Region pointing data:
---*---

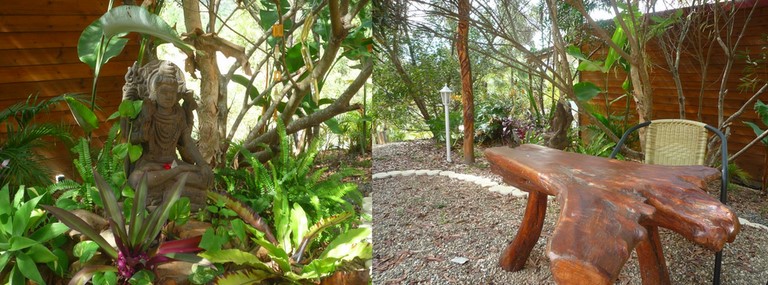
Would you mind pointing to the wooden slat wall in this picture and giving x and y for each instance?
(665, 98)
(38, 55)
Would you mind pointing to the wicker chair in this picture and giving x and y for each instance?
(681, 142)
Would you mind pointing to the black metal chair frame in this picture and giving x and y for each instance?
(724, 176)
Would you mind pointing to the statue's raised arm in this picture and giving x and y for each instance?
(161, 128)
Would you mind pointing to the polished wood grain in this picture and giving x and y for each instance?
(517, 252)
(609, 208)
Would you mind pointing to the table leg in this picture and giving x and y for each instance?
(653, 268)
(516, 254)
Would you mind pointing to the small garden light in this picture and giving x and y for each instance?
(445, 94)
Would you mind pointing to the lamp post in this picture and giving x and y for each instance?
(445, 94)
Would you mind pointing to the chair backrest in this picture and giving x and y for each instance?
(682, 142)
(679, 142)
(676, 142)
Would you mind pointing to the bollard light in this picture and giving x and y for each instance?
(445, 94)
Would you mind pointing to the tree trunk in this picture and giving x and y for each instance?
(467, 98)
(209, 136)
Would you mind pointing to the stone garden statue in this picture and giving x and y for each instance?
(162, 128)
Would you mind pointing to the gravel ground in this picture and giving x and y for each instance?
(422, 222)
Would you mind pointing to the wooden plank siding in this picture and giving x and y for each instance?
(38, 55)
(665, 98)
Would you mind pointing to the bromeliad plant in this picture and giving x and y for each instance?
(134, 237)
(290, 258)
(23, 239)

---*---

**WHAT YOU WILL DO**
Copy the data word for word and omit every picture.

**EXERCISE RESULT**
Would you mind pointing to the wooden slat wall in this picture and giving x and y for each instance?
(665, 98)
(38, 55)
Would you mind pointing to the wicker chair in this picture and giving x and y for each instance?
(681, 142)
Would you mind pointing to the black metal chair frame in this picture and giving x and y for each instance?
(724, 176)
Would you mind pointing to the statue's raised arm in this picture and giving x and y for each instance?
(161, 128)
Would you mind pointing to the polished wood grain in this picture and giving x and y for each instance?
(517, 252)
(609, 208)
Would you mind pointing to the table leg in this picture and giving x and y for each instance?
(653, 268)
(516, 254)
Would you mind pointing to the small garden light in this picture and giving x and y for each instance?
(445, 94)
Would you mind pointing to the lamp post in this picture and giving x and y for each instance?
(445, 94)
Would you mind pointing to the chair backrest in this picture and giving x and y for each instance?
(682, 142)
(679, 142)
(676, 142)
Would you mind pointing to the bollard light in this picture and giving x and y for each instance?
(445, 94)
Would you mind pointing to the tree trunk in this picture and giving x and y for each instance?
(467, 98)
(209, 136)
Would you mind pointing to the stone garden statue in this picture and giving x and y for each instance?
(162, 128)
Would you mind pointing to the gravel ground in this picture and giving x and y for each instance?
(422, 222)
Would you mind pointing to the wooden plank siding in this picture and giving x and y for each instance?
(38, 55)
(665, 98)
Would you mind pointing to the bromeliad plant in this picture and giving x and y for each instance?
(134, 237)
(290, 258)
(23, 239)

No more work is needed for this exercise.